Source extract ->
Start of Block

Tallahassee judge sets driver’s license restoration clinic

 

Judge Stephen Everett

Judge Layne Smith

By Jakeira Gilbert
Outlook writer

For years driving with a suspended or revoked license has created quite a conundrum for judges and attorneys.

 
Judges Layne Smith and Stephen Everett, who have seen a majority of drivers who violate traffic rules, want to find an answer. They’ve scheduled two clinics that they hope will result in an effective resolution.

 
The first clinic is set for July 7 at the Leon County Court Annex, with another scheduled for Oct. 13.

 
“This stood out as being the greatest need that would have the biggest impact,” Smith said, explaining his reason for planning the clinic.

 
At the heart of the judges’ search for answers is the complications that not having a driver’s license create for violators.

 
“Think about it,” Smith said. “If somebody doesn’t have a driver’s license, it’s hard for them to get a job or to keep a job. If they get one, they are often under-employed.”

 
In many cases, the problem tends to get worse when a violator continues to drive after the first run-in with law enforcement, sometimes escalating their problems to a felony for being a habitual driver without a license.

 
That’s a scenario that defense attorney Mutaqee Akbar is familiar with.  He praised plans for the clinic, saying it should provide information to offenders who don’t know all of their options for getting their license restored.

 
However, he said offenders have some responsibility in the matter too.

 
“Often it might be that one ticket that’s $150 that you can’t pay,” said Akbar, explaining how one offense could spiral. “Then that one ticket turns into another ticket for driving without a license, then that turns into a driving with a suspended license, and all of those costs and fees turn into a wheel that just keeps spinning.”

 
Often offenders are low income minorities who don’t have a bus route and sometimes have to rely on others. It’s one of the questions that Akbar hopes the clinic answers.

 
“As a community, what I’m hoping to do by this is to get everybody together that would need to be gathered,” Smith said. “I mean; come in let’s talk to you about whether it’s a one-step issue or multiple issues — precisely what it is you’d have to do to qualify and to be eligible to get your license back.”

End of Block

Assignment 1 -> Decide whether each statement agrees with the clinic article, answering yes or no and quoting the words from the article that settle it: (a) the first clinic is scheduled for July 7 at the Leon County Court Annex; (b) Akbar said offenders bear no responsibility for their situation; (c) Smith said people without a license who do find work are often under-employed.
Assignment 2 -> Transcribe the part of the clinic article that starts at the words "Tallahassee judge sets" and ends after the words "judges and attorneys.".
The lines that come next are separate material and are unrelated to the clinic article.

Data shown ->
Start of Block

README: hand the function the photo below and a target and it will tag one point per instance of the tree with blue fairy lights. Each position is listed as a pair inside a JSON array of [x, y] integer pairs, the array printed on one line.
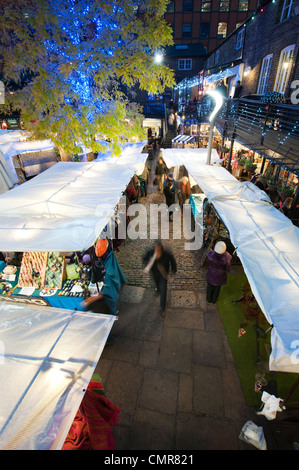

End of Block

Answer box 1 ->
(a) Yes: "The first clinic is set for July 7 at the Leon County Court Annex"
(b) No: "However, he said offenders have some responsibility in the matter too."
(c) Yes: "If they get one, they are often under-employed."

Answer box 2 ->
Tallahassee judge sets driver’s license restoration clinic

 

Judge Stephen Everett

Judge Layne Smith

By Jakeira Gilbert
Outlook writer

For years driving with a suspended or revoked license has created quite a conundrum for judges and attorneys.